Exercise materials:

::::::::

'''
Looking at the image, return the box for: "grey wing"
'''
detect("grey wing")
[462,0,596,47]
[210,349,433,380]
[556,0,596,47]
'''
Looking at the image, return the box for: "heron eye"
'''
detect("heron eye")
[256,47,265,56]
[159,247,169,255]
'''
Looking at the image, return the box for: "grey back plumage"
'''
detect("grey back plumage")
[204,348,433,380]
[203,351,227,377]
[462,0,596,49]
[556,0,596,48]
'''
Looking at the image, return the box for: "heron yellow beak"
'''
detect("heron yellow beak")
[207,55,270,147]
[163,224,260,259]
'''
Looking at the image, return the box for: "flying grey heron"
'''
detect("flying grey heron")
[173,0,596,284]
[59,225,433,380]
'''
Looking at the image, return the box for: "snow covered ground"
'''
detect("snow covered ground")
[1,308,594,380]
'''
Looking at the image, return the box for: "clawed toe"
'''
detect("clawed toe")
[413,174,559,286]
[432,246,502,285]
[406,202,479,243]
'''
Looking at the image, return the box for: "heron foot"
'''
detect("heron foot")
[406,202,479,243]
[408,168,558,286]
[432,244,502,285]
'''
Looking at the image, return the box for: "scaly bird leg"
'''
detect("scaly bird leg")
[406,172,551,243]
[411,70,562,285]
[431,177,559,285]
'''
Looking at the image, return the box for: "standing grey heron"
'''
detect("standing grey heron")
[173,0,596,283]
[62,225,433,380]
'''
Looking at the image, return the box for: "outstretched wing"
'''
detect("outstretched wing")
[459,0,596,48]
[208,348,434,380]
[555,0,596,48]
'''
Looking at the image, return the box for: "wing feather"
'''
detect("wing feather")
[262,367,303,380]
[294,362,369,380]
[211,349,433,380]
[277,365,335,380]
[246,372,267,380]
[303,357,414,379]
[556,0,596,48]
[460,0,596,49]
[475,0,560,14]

::::::::

Task instructions:
The string "Looking" shows up in some lines of the listing. Copy each such line.

Result below:
Looking at the image, return the box for: "grey wing"
Looking at the image, return the box for: "heron eye"
Looking at the image, return the box for: "grey back plumage"
Looking at the image, return the box for: "heron yellow beak"
Looking at the image, return the box for: "flying grey heron"
Looking at the image, return the box for: "snow covered ground"
Looking at the image, return the box for: "clawed toe"
Looking at the image, return the box for: "heron foot"
Looking at the image, return the box for: "scaly bird leg"
Looking at the image, return the box for: "standing grey heron"
Looking at the image, return the box for: "outstretched wing"
Looking at the image, return the box for: "wing feather"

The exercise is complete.